**Document:**
* begin *
I am an **assistant professor** of computer
science at Amherst
College, where I lead the Data* Mammoths, a
research&learning group of brilliant undergraduate students. I
also have an appointment as visiting faculty in Computer Science at Brown
University. Previously, I spent some fantastic years as a
research scientist in the Labs group at Two Sigma.

My research focuses on **algorithms** for
**knowledge discovery**, **data mining**,
and **machine learning**. I develop theory and methods
to extract the most information from large datasets, as fast as
possible and in a statistically sound way. The problems I study
include pattern extraction, graph mining, and time series analysis.
My algorithms often use concepts from statistical learning theory and
sampling. My research is supported, in part, by NSF
Award #2006765.

My Erdős
number is 3 (Erdős
→ Suen →
Upfal → Matteo),
and I am a mathematical
descendant of Eli
Upfal, Eli
Shamir (2^{nd} generation), Jacques
Hadamard (5^{th}), Siméon
Denis Poisson (9^{th}), and Pierre-Simon
Laplace (10^{th}).
* end *
**Recorded information:**
* begin *
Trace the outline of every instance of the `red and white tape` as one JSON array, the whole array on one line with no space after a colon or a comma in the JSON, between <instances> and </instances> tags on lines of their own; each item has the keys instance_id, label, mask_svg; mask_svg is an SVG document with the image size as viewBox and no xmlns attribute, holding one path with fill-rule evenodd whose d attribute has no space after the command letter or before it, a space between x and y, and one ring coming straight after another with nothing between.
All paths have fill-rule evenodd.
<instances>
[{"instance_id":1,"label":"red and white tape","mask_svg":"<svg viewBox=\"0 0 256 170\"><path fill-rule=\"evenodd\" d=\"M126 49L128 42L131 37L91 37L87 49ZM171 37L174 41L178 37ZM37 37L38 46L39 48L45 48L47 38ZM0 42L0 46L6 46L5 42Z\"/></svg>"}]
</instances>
* end *
* begin *
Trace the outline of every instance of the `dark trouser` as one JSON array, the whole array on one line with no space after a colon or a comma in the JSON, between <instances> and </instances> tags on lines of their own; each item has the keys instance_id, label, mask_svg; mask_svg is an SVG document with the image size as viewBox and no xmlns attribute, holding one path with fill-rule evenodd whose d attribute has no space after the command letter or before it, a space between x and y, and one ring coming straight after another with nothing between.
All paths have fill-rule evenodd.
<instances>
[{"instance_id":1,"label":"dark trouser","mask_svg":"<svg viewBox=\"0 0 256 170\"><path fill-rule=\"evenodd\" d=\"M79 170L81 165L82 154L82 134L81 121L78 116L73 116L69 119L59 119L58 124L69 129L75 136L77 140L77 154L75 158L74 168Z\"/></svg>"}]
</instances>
* end *
* begin *
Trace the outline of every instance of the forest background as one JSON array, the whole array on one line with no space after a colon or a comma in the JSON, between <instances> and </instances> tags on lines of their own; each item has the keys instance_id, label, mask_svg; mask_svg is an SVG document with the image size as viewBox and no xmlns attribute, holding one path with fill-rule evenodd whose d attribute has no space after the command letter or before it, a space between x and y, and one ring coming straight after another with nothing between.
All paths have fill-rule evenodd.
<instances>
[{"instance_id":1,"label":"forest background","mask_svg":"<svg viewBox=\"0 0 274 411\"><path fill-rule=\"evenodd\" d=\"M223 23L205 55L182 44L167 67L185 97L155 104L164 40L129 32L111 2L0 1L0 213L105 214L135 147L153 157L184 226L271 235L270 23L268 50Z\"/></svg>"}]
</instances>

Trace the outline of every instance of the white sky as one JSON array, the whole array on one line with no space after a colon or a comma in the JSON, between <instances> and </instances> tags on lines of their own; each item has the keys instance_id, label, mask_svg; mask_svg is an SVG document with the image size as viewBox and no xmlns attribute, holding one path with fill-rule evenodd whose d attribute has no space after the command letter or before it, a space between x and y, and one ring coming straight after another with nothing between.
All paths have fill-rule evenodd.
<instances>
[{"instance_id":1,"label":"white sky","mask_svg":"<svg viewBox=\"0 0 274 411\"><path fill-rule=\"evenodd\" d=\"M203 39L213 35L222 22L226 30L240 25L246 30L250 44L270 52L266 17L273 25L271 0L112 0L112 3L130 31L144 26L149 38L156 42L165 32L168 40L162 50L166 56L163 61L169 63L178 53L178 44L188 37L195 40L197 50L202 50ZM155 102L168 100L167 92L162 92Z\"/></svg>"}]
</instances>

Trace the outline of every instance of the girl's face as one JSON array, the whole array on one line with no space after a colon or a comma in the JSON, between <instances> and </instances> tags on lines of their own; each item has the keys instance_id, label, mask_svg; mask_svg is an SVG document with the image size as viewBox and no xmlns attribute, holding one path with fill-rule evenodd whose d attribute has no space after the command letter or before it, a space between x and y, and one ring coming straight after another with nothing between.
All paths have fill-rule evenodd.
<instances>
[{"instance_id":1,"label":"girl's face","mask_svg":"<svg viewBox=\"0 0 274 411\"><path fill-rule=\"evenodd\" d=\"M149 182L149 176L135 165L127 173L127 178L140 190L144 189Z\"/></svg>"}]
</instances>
* end *
**Tasks to complete:**
**1)** According to the profile, which NSF award partly supports the research?
**2)** Report how many lines of the entries contain the string "girl", treating uppercase and lowercase as different. Give only the number.

**Solutions in order:**
**1)** NSF Award #2006765

**2)** 2